Image point annotation entries:
--

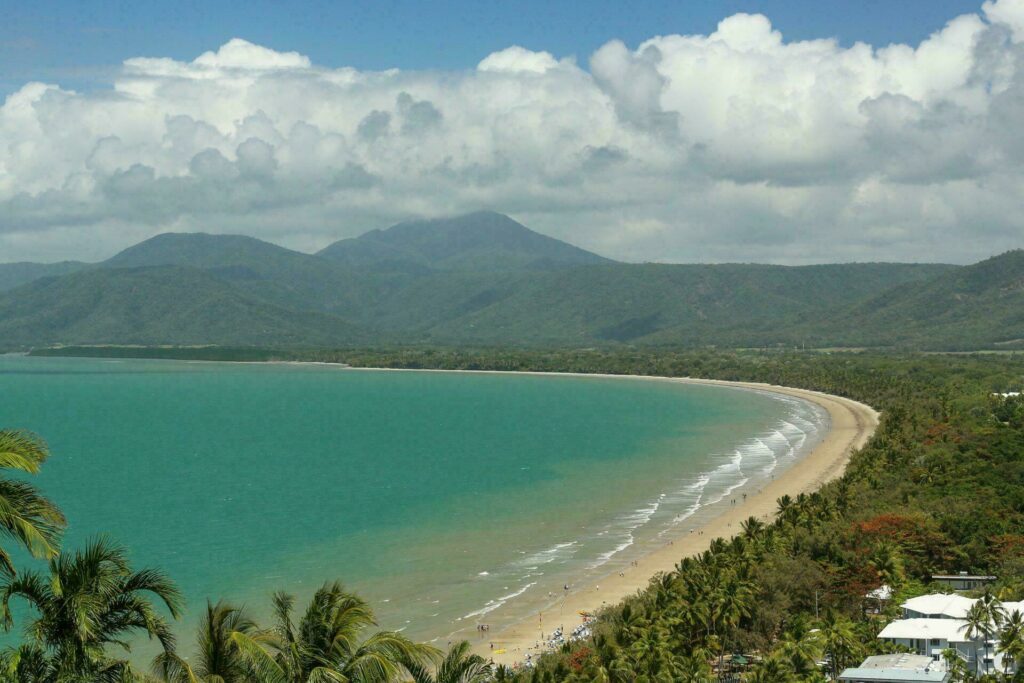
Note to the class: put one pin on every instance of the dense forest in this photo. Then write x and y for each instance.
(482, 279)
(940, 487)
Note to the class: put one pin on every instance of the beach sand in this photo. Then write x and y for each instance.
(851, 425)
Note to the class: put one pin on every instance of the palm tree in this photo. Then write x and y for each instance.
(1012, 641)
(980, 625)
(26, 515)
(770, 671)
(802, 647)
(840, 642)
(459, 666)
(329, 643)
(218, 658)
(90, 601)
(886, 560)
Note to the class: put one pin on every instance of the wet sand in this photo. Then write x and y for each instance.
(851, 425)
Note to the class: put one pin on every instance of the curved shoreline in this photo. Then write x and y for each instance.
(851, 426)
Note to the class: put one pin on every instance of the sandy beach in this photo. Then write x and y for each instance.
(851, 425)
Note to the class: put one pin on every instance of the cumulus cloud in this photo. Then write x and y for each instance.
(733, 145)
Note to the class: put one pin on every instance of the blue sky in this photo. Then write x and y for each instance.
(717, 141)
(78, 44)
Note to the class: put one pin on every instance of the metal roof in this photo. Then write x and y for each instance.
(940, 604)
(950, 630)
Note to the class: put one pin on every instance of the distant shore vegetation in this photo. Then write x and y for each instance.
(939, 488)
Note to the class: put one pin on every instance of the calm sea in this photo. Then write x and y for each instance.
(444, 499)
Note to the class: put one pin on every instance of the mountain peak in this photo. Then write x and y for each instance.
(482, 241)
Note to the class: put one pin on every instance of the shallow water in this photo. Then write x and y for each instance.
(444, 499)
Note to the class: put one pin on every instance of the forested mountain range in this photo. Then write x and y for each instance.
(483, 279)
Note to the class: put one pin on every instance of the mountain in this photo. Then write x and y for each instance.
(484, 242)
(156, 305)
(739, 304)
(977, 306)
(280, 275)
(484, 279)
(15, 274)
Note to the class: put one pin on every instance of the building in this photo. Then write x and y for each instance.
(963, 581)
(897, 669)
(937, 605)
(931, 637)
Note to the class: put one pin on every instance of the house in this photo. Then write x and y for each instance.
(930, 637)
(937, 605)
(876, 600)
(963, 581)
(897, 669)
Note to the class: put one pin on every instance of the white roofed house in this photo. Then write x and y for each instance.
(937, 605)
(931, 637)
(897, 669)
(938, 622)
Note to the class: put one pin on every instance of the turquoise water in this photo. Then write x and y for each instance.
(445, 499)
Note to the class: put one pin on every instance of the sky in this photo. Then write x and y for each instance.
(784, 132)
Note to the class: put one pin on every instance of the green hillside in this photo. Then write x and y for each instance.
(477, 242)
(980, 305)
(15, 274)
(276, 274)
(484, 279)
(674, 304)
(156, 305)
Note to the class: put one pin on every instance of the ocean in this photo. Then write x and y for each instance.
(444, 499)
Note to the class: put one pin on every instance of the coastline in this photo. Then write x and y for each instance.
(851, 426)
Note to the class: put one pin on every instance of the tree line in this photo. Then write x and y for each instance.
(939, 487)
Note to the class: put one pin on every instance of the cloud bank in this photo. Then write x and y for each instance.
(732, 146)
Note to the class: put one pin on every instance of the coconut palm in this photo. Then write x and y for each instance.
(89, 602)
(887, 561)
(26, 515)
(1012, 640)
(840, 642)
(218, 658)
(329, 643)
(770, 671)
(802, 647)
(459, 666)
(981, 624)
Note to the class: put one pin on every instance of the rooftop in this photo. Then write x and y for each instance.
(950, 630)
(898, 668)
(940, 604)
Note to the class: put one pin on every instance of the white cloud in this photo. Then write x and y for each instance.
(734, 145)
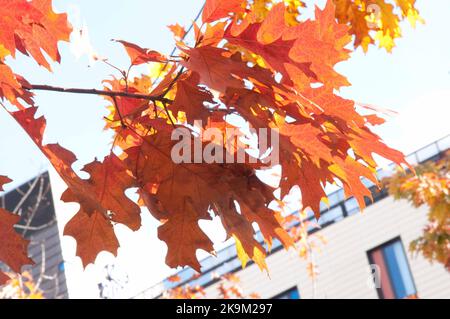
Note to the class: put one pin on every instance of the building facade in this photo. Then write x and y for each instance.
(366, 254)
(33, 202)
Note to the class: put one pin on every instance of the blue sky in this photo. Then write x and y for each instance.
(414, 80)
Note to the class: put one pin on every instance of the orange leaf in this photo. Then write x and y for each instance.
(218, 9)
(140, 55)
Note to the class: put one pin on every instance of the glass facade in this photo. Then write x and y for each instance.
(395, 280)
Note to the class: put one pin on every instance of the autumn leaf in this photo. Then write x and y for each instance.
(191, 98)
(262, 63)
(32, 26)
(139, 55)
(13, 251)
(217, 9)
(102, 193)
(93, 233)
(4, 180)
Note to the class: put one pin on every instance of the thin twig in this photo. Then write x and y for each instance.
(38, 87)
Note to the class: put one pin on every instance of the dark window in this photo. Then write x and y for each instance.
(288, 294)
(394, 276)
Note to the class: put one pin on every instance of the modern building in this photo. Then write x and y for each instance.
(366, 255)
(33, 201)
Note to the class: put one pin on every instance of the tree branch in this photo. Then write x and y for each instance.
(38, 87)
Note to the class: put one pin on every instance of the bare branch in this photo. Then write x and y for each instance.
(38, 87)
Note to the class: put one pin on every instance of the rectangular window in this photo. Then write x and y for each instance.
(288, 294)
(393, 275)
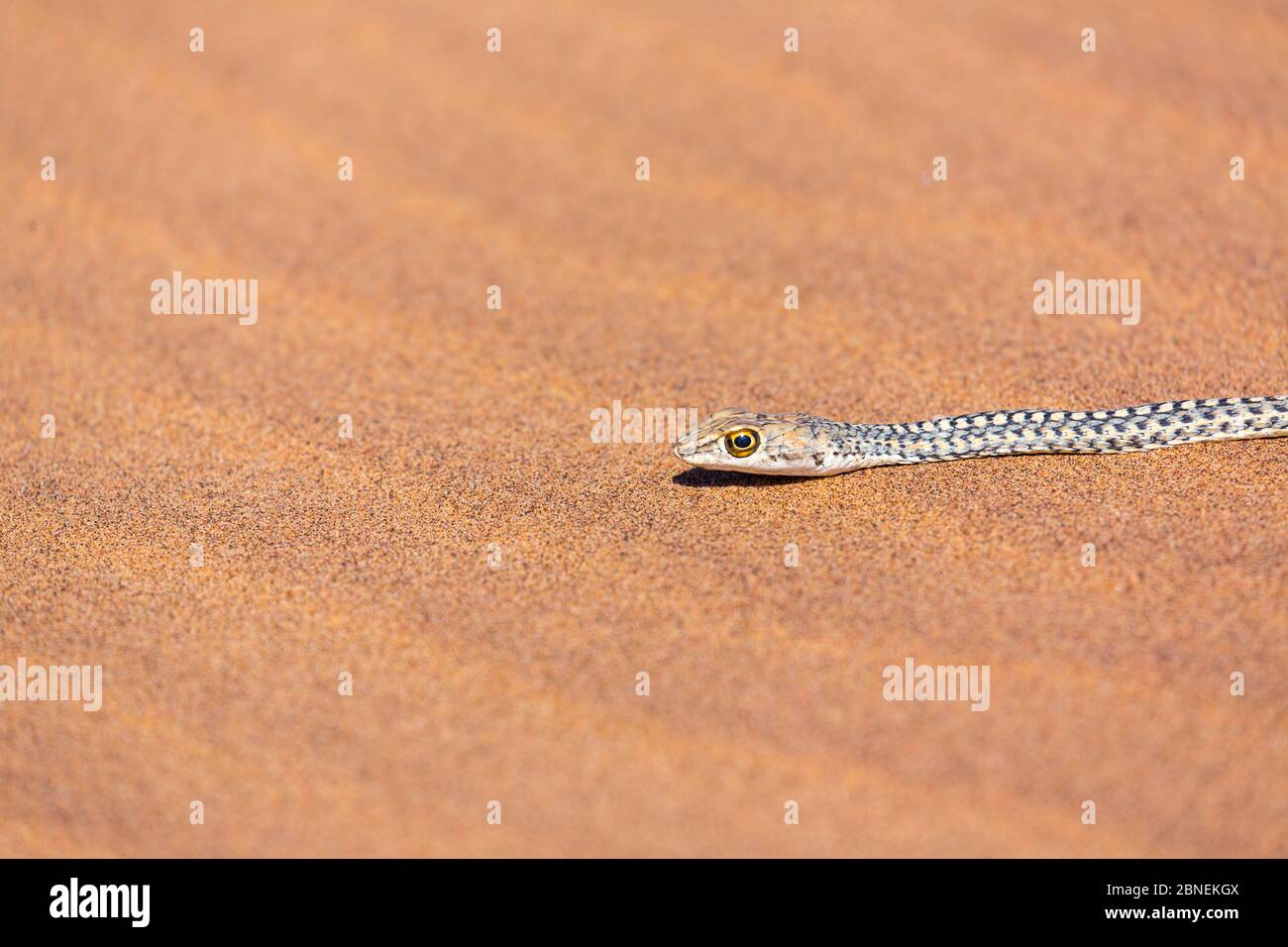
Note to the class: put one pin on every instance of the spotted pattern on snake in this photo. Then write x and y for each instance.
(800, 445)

--

-- Short problem --
Repeat the data from the line containing "of the autumn" through the end of the data, keeping every line except the pictures and scaling each coordinate in the answers by 0.8, rounded to a whole number with halves rounded up. Leave all other text unchanged.

-- Task solution --
Note to the class: put one pin on every instance of the autumn leaf in this photo. Then write x and y for each instance.
(153, 78)
(210, 50)
(26, 21)
(111, 44)
(10, 201)
(174, 7)
(82, 154)
(74, 186)
(3, 144)
Note to the class: put one pin on every instance of the thin twig in this photo. Then write x and y for each instance.
(30, 70)
Note to the class: put one pin on every instance of the dark window in this photo. Then write x and y for each instance.
(230, 235)
(315, 221)
Note to the class: put one pin on every instance of the modern building in this photo. Then write x and y for each instance.
(293, 204)
(26, 161)
Note to the class: put one pin on every instance of the tree branch in this photo. Then write x and y for each instance.
(30, 70)
Note to the class: put one pin on every instance of the bare branch in this photo. Then write x and y for each instance.
(30, 70)
Note to the class: put one pin on every instance of the rectangular window in this photo. Then write x and y for each instance.
(230, 235)
(314, 220)
Note to the class: put one pin on every instance of the spotted pattern on snake in this photo. Then write x and y for each instance.
(640, 356)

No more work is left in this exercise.